:: TEXT ::

Nineteenthly; I too am a fan of base 12 and other highly factorisable bases such as 60, when applied in a consistent way (i.e. 60, 60, 60, 60, 60 ... and not 60, 60, 24, 30.4167, 12). But even more so I am enamoured with any base which is a power of two where the exponent is also a power of 2; base 4, 16, 256, 65536 are IMHO perfect and I would gladly abandon base 10 for any of these as ten has absolutely no interesting mathematical properties.

But as you say, massive top-down changes would not find favour with most people and so only incremental changes are realistic. As an incremental change, I think phundug's metric abbreviations are plausible.

I've come up with an incremental strategy which may gradually move us towards base 16 as the standard number system, but I'll leave that for another half-bake ;-)

A lot of people are keen on powers of two, particularly hexadecimal, as number bases. Myself, i'm not so keen because: sixteen has only three factors and twelve has four; English and some other languages already have a way of counting easily in twelves but not sixteens; we appear not to have a convenient arrangement of body parts for hexadecimal, though we have for octal (fingers). Hex on that basis could involve the use of toes but that's not very convenient.

:: BRIEF ::
In the discussion of number bases, how many factors does sixteen have?

(Collection entries)
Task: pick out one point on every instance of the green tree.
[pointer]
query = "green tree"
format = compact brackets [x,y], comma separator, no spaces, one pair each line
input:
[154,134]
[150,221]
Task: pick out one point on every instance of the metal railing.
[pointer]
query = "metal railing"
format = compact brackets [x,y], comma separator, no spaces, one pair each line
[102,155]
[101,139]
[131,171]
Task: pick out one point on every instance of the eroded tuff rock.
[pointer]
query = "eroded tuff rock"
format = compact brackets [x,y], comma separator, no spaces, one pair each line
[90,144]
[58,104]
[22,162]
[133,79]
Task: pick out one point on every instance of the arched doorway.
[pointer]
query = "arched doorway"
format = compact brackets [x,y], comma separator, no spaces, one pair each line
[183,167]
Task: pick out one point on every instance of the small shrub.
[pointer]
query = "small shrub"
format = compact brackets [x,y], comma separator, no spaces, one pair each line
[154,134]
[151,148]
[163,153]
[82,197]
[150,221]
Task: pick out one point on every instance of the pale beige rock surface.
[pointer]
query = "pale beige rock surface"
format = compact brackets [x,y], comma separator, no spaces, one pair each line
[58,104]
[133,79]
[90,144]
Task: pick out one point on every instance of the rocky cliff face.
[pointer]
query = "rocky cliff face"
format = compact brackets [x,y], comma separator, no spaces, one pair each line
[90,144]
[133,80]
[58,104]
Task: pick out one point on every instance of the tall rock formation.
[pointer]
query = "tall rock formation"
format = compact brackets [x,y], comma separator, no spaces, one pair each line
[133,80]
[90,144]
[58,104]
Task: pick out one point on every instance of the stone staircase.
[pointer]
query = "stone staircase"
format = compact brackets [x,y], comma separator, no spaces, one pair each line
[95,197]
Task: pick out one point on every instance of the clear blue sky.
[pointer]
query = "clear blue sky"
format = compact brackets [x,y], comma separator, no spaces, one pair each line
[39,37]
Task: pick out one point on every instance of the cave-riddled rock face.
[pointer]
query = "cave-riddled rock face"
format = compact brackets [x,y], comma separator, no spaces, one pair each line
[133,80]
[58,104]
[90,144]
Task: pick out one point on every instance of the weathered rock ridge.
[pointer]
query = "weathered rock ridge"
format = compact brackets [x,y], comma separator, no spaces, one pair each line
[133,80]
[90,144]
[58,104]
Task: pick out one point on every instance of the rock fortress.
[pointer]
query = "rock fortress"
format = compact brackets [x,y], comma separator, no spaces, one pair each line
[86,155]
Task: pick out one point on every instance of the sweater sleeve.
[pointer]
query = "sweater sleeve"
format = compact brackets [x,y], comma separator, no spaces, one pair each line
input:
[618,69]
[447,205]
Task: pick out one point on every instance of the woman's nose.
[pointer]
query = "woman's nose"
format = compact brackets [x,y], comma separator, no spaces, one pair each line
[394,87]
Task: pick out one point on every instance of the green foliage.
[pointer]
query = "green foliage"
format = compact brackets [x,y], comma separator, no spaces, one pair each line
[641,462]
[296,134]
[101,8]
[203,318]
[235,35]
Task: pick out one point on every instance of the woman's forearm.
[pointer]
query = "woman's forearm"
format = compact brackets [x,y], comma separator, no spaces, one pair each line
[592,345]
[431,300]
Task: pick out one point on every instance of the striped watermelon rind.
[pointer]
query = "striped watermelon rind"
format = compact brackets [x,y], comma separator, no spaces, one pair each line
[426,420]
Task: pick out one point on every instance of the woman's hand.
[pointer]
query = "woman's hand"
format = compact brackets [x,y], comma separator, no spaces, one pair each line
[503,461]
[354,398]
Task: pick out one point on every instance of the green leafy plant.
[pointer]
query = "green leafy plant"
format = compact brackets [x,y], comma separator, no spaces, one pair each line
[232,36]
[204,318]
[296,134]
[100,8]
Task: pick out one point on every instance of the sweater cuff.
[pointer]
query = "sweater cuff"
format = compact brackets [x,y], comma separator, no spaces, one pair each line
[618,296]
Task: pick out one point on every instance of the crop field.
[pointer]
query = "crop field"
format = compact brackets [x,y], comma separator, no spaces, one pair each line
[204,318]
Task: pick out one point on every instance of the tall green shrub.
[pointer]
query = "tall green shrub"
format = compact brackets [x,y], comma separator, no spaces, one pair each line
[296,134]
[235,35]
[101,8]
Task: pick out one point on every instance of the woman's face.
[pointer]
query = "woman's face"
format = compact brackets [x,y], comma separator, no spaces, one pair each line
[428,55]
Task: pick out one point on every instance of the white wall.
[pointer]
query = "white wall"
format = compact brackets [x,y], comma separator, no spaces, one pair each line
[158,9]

:: RESULT FOR THIS EXERCISE ::
Three.